BEGIN

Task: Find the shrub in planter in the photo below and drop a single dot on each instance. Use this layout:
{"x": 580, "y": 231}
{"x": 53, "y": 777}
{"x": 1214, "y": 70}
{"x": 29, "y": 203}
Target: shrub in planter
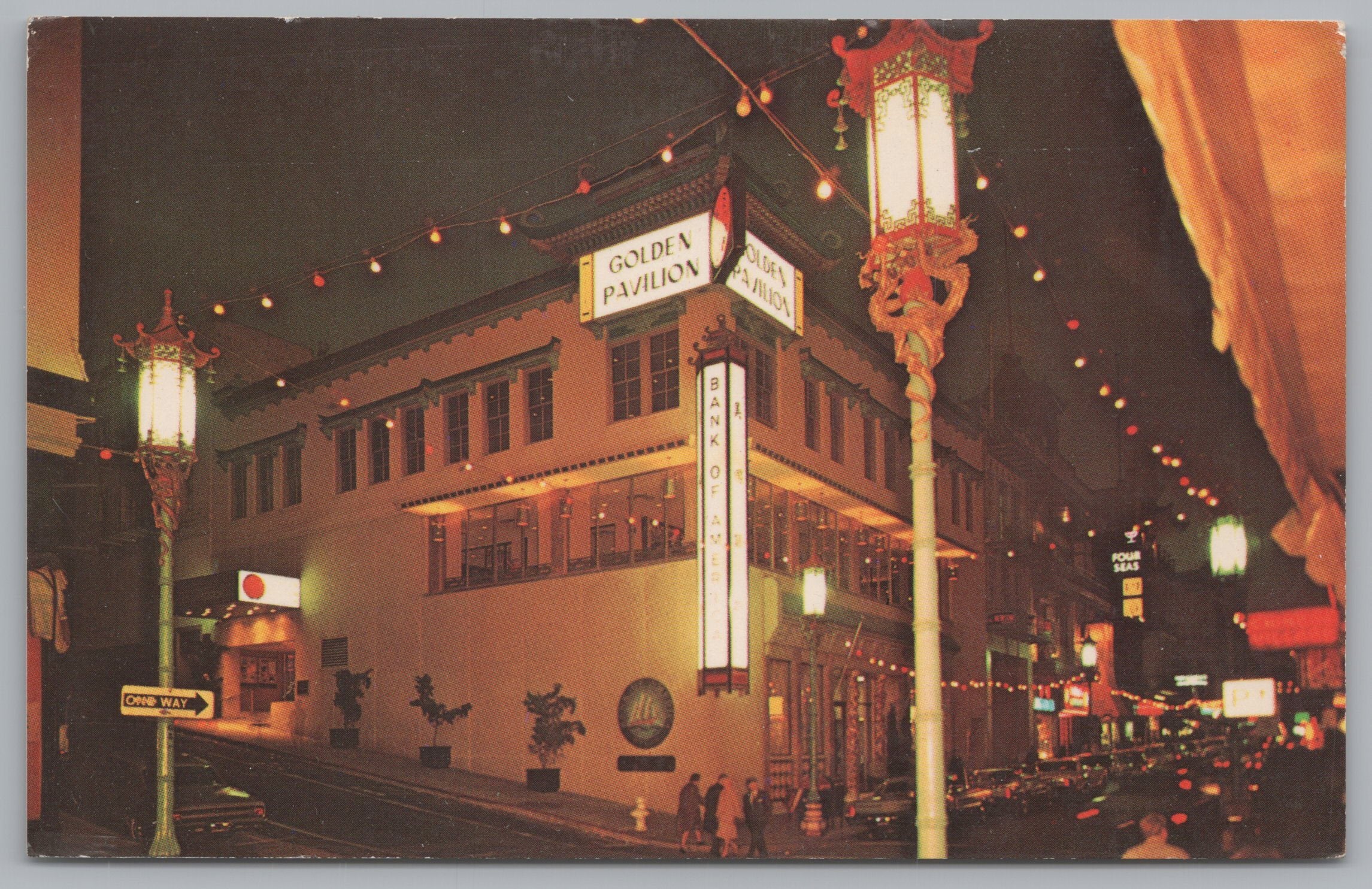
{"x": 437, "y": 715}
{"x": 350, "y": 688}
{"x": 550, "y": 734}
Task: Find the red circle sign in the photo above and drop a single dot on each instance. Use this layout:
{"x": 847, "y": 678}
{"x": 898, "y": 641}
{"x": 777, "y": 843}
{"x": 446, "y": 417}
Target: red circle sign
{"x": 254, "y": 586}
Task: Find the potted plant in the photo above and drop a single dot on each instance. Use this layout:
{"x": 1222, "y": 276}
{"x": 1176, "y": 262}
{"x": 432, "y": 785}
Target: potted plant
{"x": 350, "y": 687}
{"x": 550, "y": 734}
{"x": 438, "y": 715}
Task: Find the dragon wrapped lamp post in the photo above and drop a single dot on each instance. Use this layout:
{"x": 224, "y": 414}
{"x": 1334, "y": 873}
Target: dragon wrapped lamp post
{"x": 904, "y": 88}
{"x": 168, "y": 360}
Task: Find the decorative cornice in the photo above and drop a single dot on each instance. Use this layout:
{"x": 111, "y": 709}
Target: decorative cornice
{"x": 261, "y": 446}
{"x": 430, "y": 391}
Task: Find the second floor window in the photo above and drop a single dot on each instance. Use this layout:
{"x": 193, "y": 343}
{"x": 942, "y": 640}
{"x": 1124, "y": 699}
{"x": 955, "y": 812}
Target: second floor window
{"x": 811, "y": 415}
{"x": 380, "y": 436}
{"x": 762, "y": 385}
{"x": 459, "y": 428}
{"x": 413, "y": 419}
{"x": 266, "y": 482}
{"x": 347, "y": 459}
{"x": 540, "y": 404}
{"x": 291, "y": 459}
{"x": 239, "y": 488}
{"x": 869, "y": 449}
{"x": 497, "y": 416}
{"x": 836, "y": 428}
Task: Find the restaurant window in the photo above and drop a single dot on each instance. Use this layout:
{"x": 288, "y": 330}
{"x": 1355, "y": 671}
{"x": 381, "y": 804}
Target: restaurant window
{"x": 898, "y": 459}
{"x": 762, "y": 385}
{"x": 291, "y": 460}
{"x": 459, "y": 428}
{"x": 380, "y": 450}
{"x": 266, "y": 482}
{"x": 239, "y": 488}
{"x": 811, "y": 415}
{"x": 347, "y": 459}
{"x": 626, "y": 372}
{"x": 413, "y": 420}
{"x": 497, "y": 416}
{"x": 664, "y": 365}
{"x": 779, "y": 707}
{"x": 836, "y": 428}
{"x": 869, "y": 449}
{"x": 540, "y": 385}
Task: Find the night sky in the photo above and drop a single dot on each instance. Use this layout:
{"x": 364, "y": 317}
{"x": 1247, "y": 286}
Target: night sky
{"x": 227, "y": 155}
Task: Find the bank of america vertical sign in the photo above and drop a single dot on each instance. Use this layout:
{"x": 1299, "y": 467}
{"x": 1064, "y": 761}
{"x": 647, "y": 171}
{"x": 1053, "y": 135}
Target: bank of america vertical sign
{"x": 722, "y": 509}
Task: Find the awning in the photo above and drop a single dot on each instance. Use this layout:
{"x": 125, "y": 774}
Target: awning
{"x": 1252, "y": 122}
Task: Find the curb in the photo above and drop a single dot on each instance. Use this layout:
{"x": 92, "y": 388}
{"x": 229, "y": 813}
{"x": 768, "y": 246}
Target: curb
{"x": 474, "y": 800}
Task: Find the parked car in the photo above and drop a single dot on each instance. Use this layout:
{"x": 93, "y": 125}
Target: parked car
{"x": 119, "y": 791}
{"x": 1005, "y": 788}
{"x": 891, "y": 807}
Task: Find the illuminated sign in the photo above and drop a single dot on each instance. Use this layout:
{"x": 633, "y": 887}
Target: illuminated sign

END

AIM OF THE TASK: The records above are to be restated word for word, with every picture left out.

TASK ANSWER:
Task: Find the shrub in planter in the photo below and drop a single dot on each instance. Use this layout:
{"x": 580, "y": 231}
{"x": 53, "y": 777}
{"x": 1214, "y": 70}
{"x": 29, "y": 203}
Target: shrub in planter
{"x": 437, "y": 715}
{"x": 350, "y": 688}
{"x": 550, "y": 734}
Task: Find the red circle sign in the photo above and drop a single dot on each instance. Use this layout:
{"x": 847, "y": 678}
{"x": 898, "y": 641}
{"x": 777, "y": 843}
{"x": 446, "y": 417}
Target: red circle sign
{"x": 254, "y": 586}
Task: Find the potted plant in the photo above and drop a single dot on each instance. Use this layout:
{"x": 1222, "y": 276}
{"x": 1176, "y": 262}
{"x": 432, "y": 785}
Target: potted plant
{"x": 350, "y": 687}
{"x": 550, "y": 734}
{"x": 438, "y": 715}
Task: Find the dragon wrapped lamp post in the photo above and drop a single dot on each instance. Use this layout:
{"x": 224, "y": 414}
{"x": 1334, "y": 873}
Target: dragon wrapped lamp post
{"x": 904, "y": 88}
{"x": 168, "y": 360}
Task: Find the decorative cornice in the photo above and drop a single dot on each instance. Use this layout:
{"x": 111, "y": 709}
Target: decorative cornice
{"x": 261, "y": 446}
{"x": 430, "y": 391}
Task: Find the second floor window in the photo above and drop a single dot on each instance. Use this layout:
{"x": 193, "y": 343}
{"x": 942, "y": 640}
{"x": 1124, "y": 699}
{"x": 955, "y": 812}
Target: second floor window
{"x": 811, "y": 415}
{"x": 380, "y": 436}
{"x": 762, "y": 385}
{"x": 459, "y": 428}
{"x": 413, "y": 419}
{"x": 266, "y": 482}
{"x": 347, "y": 459}
{"x": 540, "y": 404}
{"x": 291, "y": 459}
{"x": 239, "y": 488}
{"x": 869, "y": 449}
{"x": 497, "y": 416}
{"x": 836, "y": 428}
Task: Find the restaurant window in the photo above and drop a single dot on each instance. Use this layout:
{"x": 288, "y": 330}
{"x": 1355, "y": 671}
{"x": 381, "y": 804}
Target: restaurant window
{"x": 898, "y": 459}
{"x": 762, "y": 385}
{"x": 291, "y": 460}
{"x": 459, "y": 428}
{"x": 380, "y": 450}
{"x": 266, "y": 482}
{"x": 239, "y": 488}
{"x": 811, "y": 415}
{"x": 347, "y": 459}
{"x": 626, "y": 372}
{"x": 413, "y": 420}
{"x": 497, "y": 416}
{"x": 664, "y": 365}
{"x": 779, "y": 707}
{"x": 836, "y": 428}
{"x": 869, "y": 449}
{"x": 540, "y": 385}
Task: Find the night sky in the photo above and drop a single dot on each instance. Use this layout:
{"x": 364, "y": 317}
{"x": 1247, "y": 286}
Target: night sky
{"x": 227, "y": 155}
Task: Find the bank of america vertical sign in the photo above and drop a single dot on each instance. Use this layout:
{"x": 1299, "y": 467}
{"x": 1064, "y": 761}
{"x": 647, "y": 171}
{"x": 1053, "y": 135}
Target: bank of america vertical sign
{"x": 722, "y": 509}
Task: Find the awning in the photo above and drop a single dot on each instance. Use this layout:
{"x": 125, "y": 774}
Target: awning
{"x": 1252, "y": 122}
Task: Find the curb in the photo above and drop a single dot on each instance. Use this layout:
{"x": 92, "y": 388}
{"x": 229, "y": 813}
{"x": 768, "y": 246}
Target: curb
{"x": 474, "y": 800}
Task: Find the parked car in the photo above and drop a single dot on each instance. Use this layout:
{"x": 93, "y": 125}
Target: parked car
{"x": 119, "y": 791}
{"x": 1005, "y": 788}
{"x": 891, "y": 807}
Task: Find the illuminated sign in the photo above and drop a single dot on each instance. Use this layout:
{"x": 633, "y": 887}
Target: illuminated sign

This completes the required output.